Written exercise:
Return every line in the items below that contains the word "door", copying each line in full.
--- Supplied entries ---
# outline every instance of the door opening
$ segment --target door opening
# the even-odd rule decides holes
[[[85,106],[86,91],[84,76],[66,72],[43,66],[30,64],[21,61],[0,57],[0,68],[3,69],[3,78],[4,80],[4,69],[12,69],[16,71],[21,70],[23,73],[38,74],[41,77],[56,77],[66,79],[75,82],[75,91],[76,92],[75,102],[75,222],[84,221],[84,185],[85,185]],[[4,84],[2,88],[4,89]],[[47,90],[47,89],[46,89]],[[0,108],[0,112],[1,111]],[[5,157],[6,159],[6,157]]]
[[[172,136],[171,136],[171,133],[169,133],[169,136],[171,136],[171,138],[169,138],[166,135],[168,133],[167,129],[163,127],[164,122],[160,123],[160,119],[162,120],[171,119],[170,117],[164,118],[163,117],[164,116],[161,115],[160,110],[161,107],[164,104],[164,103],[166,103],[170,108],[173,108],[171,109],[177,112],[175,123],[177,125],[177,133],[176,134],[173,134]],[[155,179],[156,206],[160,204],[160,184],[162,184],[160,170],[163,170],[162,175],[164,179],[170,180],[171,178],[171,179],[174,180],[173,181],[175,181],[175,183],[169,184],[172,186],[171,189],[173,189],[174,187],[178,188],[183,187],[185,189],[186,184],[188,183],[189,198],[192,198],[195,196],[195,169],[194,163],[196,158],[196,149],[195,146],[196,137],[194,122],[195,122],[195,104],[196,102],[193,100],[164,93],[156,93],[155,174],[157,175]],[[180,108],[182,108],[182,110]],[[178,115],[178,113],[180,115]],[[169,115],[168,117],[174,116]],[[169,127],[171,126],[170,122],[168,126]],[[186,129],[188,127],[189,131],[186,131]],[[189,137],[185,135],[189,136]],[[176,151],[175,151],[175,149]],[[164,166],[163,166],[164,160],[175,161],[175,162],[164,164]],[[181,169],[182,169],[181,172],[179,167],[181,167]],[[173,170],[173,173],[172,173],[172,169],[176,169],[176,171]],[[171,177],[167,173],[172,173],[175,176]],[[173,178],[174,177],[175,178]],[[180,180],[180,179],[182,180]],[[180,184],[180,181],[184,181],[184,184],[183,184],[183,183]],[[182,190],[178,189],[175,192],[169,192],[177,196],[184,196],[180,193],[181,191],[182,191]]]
---
Result of the exercise:
# outline every instance of the door opening
$ segment --target door opening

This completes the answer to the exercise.